Anthony and Paul now resent their father shaping their future right from the very beginning. ''Music was shoved down our throats! We had a really strict father, he was determined to make sure that we were equipped - that was his keyword...'' 

Equipped? 

''With the musical knowledge, both theory and performance; we had special teachers."

At the age of 12, Jason was sent to train in jazz and classical bass with Chuck Morgan. Later he played with as many diverse rock and jazz bands as he could, gathering experience and beginning to initiate a new style of playing.

At the age of 11 Paul was finally given permission to take up the guitar, but it only amounted to six lessons because of financial difficulty.

Perhaps it was their father's lack of formal training that made him so pushy about technical perfection.

''Definitely the reason," say both Paul and Anthony.

''It wasn't just with music, it was with education and everything else," says Paul. So if he had no music training, could he sing? ''He had a definite singing style; a Tom Jones style."

''He also had a few Elvis outfits,'' says Anthony. ''He had the works, the sideburns, medallions etc. Ask any Samoan family. They've got a picture of Elvis next to a picture of Christ in their living room. Elvis first, Jesus second."

There was also a great deal of violence within the Ioasa household, directed by their father towards their mother and the boys. Anthony finally ran away from home in 1987 because of pressure within the family home.

“I went out to stay with an uncle in Mangere - my Dad never looked there. He was a frustrated perfectionist, so insecure with himself that he couldn't handle us ever getting less than perfect school marks.

''Dad took us right away from the Samoan lifestyle when we were very young. We had a totally European outlook on life, music, dress, speech and custom. Dad always taught us to know what is right and wrong in the Samoan custom - he never instilled it in us though. He was a rebel in that respect. All my friends were white and I got along with them much better than I could with my Samoan peers - they used to hassle me about the way I spoke - I thought I spoke OK. I actually thought they (Samoans) talked funny. When I said that, it didn't go down too well.

''If we have children, we are not going to let them get caught up in the opinion that if you're Samoan, you should only have Samoan friends, talk a certain way, dress a certain way. We're New Zealanders first! Otherwise we'd feel like we have a false culture."

Did you have a clear idea of what Grace's style would be before you began? ''Definitely,'' says Anthony. ''We knew what we wanted. We knew we weren't interested in doing what the other bands were doing. We didn't want to do rap or acappella, raggamuffin or reggae. These styles just weren't us - we were surrounded by early 80s music, bands from Europe and the UK. We were just about to I hone into the acid house, pure club style dance music - lucky we didn't huh! We just want our music to be appreciated for what it is."

Grace have definite intentions towards music, provided one of their number hangs around.

"We are not a novelty," says Anthony. ''We want to be treated like a Sting CD - always being played. We're going to be around for quite a while, hopefully 10 years or more, depending on how Jason feels.''

“We had to persuade Jason for a long time to join this band," concurs Paul. Jason happens to be at work today, trying his luck in the corporate sphere. 

" I gave up on him," says Anthony. ''Jason was the one who said that he would definitely come in and join. First of all, he said yes, then he changed his mind - typical Gemini. He's the one with the best voice, he has that rich husky texture. He doesn't like starving for anything. Whereas Paul and I have been starving for success for so long that an extra few months or years isn't going to matter that much. We need money to buy a house - we need a family house again. We lost the old one when our parents split - I even lost my piano."

" I was still at AIT (Auckland Institute of Technology) doing Marketing and Advertising when Anthony started pressuring me to join a band with him," says Paul. " So I quit my course. Not too many good things (besides music) have happened to us. If we keep faith in the music we're sure everything will fall into place".

Data listing —
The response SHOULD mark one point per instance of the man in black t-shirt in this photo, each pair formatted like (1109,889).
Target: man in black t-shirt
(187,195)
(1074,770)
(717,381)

What you will do — Write out the passage above about the band Grace word for word, everything from "Did you have" down to "number hangs around.".

Result of the task —
Did you have a clear idea of what Grace's style would be before you began? ''Definitely,'' says Anthony. ''We knew what we wanted. We knew we weren't interested in doing what the other bands were doing. We didn't want to do rap or acappella, raggamuffin or reggae. These styles just weren't us - we were surrounded by early 80s music, bands from Europe and the UK. We were just about to I hone into the acid house, pure club style dance music - lucky we didn't huh! We just want our music to be appreciated for what it is."

Grace have definite intentions towards music, provided one of their number hangs around.